◆ Provided information

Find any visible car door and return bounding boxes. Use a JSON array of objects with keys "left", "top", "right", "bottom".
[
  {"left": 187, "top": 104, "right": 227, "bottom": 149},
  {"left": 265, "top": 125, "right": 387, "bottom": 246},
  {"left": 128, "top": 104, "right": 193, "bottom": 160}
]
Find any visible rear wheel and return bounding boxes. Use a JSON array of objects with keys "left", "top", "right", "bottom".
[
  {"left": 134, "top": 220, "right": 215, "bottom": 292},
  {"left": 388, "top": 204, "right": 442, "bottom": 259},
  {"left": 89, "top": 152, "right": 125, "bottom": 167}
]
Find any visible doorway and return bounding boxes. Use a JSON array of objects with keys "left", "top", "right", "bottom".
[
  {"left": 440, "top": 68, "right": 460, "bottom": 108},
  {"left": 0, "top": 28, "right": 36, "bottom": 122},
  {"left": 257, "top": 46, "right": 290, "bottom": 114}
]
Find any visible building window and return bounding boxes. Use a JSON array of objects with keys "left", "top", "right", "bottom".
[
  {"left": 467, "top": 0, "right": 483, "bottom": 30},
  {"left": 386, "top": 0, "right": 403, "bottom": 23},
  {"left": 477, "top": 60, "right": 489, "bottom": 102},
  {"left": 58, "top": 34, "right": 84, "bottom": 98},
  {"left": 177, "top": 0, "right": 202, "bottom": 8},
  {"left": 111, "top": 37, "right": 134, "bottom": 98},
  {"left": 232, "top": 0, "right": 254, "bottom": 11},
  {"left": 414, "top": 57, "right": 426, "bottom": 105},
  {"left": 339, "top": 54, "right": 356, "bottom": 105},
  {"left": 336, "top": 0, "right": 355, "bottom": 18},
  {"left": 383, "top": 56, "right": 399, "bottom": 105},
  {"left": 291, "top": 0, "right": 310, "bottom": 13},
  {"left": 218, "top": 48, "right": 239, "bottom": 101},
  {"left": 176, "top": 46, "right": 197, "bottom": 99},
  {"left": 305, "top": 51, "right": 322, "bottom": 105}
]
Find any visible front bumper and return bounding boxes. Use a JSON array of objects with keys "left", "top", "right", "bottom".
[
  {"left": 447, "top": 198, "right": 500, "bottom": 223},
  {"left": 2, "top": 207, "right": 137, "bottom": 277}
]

◆ Work required
Nothing but the exact lines of the data above, from the line containing "Find any visible front" through the last, should appear in the answer.

◆ Response to the exercise
Find any visible front bumper and return bounding boxes. Use a JSON array of objects with keys "left", "top", "right", "bottom".
[
  {"left": 447, "top": 198, "right": 500, "bottom": 223},
  {"left": 2, "top": 207, "right": 137, "bottom": 277}
]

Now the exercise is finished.